▶ Article
Depuis janvier, les jeunes Fribourgeois sont descendus plusieurs fois dans la rue pour dire leur inquiétude face aux changements climatiques. ARCH - A. VULLIOUD

PAR DOMINIQUE MEYLAN

Une nouvelle grève demain, suivie d’une manifestation samedi, le climat continue de mobiliser. Au niveau politique aussi, la question a occupé le Conseil des Etats cette semaine avec l’examen de la loi sur le CO2. Sans compter la Suédoise Greta Thunberg, égérie de la lutte contre le réchauffement climatique, omniprésente dans les médias.

A l’Université de Fribourg, une nouvelle chaire, dite des humanités environnementales, mène une réflexion avec un prisme éthique sur les défis environnementaux et les stratégies politiques qui les accompagnent. Ivo Wallimann-Helmer en est responsable. Il nous livre son regard sur les événements des derniers mois.

La grève du climat et les manifestations qui l’accompagnent marquent-elles un tournant dans la prise de conscience du changement climatique?

Ivo Wallimann-Helmer. Cela a commencé il y a plus d’une année, mais je pense que oui. Cela a changé la manière dont les gens voient le climat. Ils commencent à comprendre le problème et la diffusion de l’information est plus large.

Peut-on en attendre des retombées concrètes?

Pour la société et pour les politiciens oui, mais pas pour l’administration suisse qui fait déjà beaucoup pour le changement climatique. Pendant longtemps, certains politiciens ont eu des difficultés à empoigner cette question. Avec les manifestations, les partis sentent aujourd’hui que, s’ils veulent sortir gagnants des élections, ils doivent inscrire ce thème à leur agenda.

Comment se fait-il que la prise de conscience soit si tardive?

Il y a plusieurs explications. La première, c’est que le phénomène est connu, mais les mesures concrètes pourraient coûter cher. Les citoyens devraient se restreindre et les politiciens qui veulent combattre le réchauffement climatique risquent de ne pas être réélus. Il est plus facile pour eux de ne rien faire.

▶ Matériel fourni
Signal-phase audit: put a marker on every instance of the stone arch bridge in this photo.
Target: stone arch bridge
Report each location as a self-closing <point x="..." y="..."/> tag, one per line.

▶ Consigne
Recopiez sans modification le passage de l'article sur la grève du climat en commençant à "La grève du" et en terminant à "soit si tardive?".

▶ Réponse
La grève du climat et les manifestations qui l’accompagnent marquent-elles un tournant dans la prise de conscience du changement climatique?

Ivo Wallimann-Helmer. Cela a commencé il y a plus d’une année, mais je pense que oui. Cela a changé la manière dont les gens voient le climat. Ils commencent à comprendre le problème et la diffusion de l’information est plus large.

Peut-on en attendre des retombées concrètes?

Pour la société et pour les politiciens oui, mais pas pour l’administration suisse qui fait déjà beaucoup pour le changement climatique. Pendant longtemps, certains politiciens ont eu des difficultés à empoigner cette question. Avec les manifestations, les partis sentent aujourd’hui que, s’ils veulent sortir gagnants des élections, ils doivent inscrire ce thème à leur agenda.

Comment se fait-il que la prise de conscience soit si tardive?